Dataset records:
-- -- --

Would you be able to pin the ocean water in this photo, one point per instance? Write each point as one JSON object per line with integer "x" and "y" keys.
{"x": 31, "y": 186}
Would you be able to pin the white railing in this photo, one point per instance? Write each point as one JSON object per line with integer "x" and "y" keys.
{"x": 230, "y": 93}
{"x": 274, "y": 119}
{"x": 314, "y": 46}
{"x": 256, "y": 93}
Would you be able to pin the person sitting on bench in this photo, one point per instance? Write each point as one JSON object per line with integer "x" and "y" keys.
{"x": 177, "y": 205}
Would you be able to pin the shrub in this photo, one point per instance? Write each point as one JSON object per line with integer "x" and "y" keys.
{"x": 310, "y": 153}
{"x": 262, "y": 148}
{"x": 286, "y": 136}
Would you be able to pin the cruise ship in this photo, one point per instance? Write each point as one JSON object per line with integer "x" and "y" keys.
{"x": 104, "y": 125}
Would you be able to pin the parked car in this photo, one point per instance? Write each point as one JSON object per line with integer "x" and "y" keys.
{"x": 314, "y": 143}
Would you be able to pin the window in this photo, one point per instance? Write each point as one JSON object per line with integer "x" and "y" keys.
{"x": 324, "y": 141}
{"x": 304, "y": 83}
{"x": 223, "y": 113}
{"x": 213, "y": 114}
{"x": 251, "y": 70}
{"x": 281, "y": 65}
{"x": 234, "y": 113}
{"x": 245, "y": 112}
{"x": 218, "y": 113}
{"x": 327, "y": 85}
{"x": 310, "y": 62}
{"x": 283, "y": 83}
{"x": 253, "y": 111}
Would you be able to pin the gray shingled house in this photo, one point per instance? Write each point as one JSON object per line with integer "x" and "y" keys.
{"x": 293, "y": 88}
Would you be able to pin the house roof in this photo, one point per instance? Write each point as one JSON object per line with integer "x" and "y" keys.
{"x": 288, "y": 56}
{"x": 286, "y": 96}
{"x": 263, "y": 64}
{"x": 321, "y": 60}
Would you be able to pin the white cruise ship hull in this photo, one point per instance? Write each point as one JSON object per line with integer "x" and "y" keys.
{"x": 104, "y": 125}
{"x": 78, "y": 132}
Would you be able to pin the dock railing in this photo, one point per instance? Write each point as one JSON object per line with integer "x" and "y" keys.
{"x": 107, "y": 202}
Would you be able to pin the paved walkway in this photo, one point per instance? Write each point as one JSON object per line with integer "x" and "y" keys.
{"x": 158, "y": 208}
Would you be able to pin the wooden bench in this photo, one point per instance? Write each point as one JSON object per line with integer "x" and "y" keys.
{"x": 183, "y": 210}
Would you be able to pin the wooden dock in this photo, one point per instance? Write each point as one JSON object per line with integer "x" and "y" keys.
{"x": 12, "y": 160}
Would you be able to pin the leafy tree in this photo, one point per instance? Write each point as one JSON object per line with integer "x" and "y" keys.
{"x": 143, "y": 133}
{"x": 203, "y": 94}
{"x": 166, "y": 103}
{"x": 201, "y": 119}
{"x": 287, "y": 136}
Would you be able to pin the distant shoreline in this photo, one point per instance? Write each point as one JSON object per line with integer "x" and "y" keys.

-- -- --

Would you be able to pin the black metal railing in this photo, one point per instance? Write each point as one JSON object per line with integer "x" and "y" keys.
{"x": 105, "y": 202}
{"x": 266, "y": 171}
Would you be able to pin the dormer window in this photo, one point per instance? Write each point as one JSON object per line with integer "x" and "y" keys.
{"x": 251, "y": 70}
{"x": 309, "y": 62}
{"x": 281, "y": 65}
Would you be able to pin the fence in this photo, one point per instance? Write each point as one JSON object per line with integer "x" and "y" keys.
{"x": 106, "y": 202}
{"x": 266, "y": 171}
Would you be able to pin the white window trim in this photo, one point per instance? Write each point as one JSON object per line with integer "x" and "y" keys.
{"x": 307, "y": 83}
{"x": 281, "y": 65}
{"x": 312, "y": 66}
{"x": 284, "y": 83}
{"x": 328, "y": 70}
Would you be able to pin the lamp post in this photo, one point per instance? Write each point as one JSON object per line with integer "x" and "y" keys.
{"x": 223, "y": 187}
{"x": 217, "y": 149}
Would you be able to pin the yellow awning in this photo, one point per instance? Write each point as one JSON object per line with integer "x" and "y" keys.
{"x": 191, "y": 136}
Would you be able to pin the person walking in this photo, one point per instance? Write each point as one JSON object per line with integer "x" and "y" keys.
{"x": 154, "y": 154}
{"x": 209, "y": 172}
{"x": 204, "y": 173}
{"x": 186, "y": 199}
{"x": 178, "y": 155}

-- -- --

(REQUIREMENTS)
How many lines in the rows above contain the word "ship"? Reply with the number only.

(FINISHED EXERCISE)
2